The task:
Exclude the pictures, then repeat the remaining data exactly.

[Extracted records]
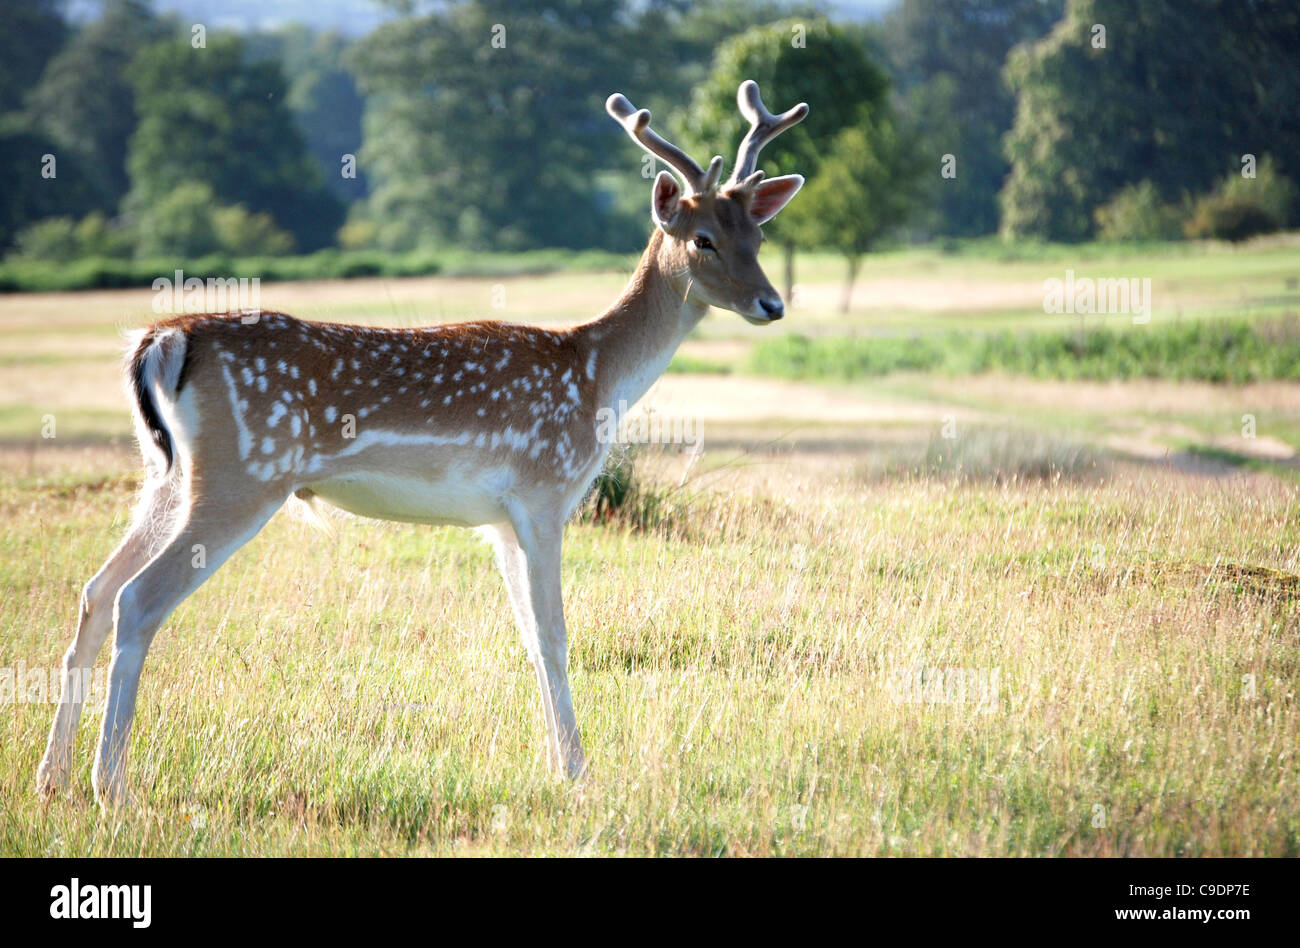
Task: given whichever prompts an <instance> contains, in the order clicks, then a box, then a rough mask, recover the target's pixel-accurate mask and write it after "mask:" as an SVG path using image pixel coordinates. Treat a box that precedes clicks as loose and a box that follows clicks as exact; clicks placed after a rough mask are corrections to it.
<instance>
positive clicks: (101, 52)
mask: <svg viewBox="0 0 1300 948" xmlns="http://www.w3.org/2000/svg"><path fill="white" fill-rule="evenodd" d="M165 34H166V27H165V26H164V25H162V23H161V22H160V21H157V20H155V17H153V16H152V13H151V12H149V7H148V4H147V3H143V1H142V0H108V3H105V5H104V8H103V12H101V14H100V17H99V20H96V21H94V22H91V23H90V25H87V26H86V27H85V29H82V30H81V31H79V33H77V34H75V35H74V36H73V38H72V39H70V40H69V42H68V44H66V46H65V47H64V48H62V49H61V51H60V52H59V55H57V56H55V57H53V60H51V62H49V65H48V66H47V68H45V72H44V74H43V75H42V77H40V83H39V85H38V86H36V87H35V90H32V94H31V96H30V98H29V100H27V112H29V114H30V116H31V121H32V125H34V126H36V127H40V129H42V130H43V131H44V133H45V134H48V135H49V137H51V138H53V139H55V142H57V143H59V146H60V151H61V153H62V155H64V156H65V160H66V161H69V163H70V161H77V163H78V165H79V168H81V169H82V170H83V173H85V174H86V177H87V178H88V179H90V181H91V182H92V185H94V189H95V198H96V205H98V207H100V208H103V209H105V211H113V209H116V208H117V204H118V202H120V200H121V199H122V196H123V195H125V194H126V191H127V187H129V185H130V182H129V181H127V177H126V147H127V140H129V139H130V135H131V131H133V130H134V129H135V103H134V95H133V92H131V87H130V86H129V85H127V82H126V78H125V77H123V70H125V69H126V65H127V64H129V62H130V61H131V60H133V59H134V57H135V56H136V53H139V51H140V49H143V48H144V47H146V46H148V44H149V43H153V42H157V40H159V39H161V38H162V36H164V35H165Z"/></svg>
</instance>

Response below:
Task: given whichever prompts an <instance> contains, in the order clicks, then a box, then a rough mask, recover the target's pixel-accurate mask and write it after "mask:" as an SVG path using image pixel coordinates. Treat a box that precedes clicks as loose and a box that follows clicks as exact; clicks placed after a rough mask are corrections to it.
<instance>
positive clicks: (101, 52)
mask: <svg viewBox="0 0 1300 948" xmlns="http://www.w3.org/2000/svg"><path fill="white" fill-rule="evenodd" d="M165 34H166V27H165V26H164V25H162V23H161V22H160V21H157V20H155V17H153V16H152V13H151V12H149V7H148V4H147V3H143V1H142V0H108V3H105V5H104V8H103V12H101V14H100V17H99V20H96V21H94V22H91V23H90V25H87V26H86V27H85V29H82V30H81V31H79V33H77V34H75V35H74V36H73V38H72V39H70V40H69V42H68V44H66V46H65V47H64V48H62V49H61V51H60V52H59V55H57V56H55V57H53V60H51V62H49V65H48V66H47V68H45V72H44V74H43V75H42V77H40V83H39V85H38V86H36V87H35V90H32V94H31V96H30V98H29V100H27V112H29V114H30V116H31V121H32V125H34V126H36V127H40V129H42V130H43V131H44V133H45V134H48V135H49V137H51V138H53V139H55V142H57V143H59V146H60V151H61V153H62V155H64V156H65V160H66V161H69V163H70V161H77V163H78V165H79V168H81V169H82V170H83V173H85V174H86V177H87V178H88V179H90V181H91V182H92V185H94V189H95V198H96V205H98V207H100V208H103V209H105V211H113V209H116V208H117V204H118V202H120V200H121V199H122V196H123V195H125V194H126V191H127V187H129V185H130V182H129V181H127V177H126V147H127V140H129V139H130V135H131V131H133V130H134V129H135V103H134V95H133V92H131V87H130V86H129V85H127V82H126V78H125V77H123V70H125V69H126V65H127V64H129V62H130V61H131V60H133V59H134V57H135V56H136V53H139V51H140V49H143V48H144V47H146V46H148V44H149V43H153V42H157V40H159V39H161V38H162V36H164V35H165Z"/></svg>
</instance>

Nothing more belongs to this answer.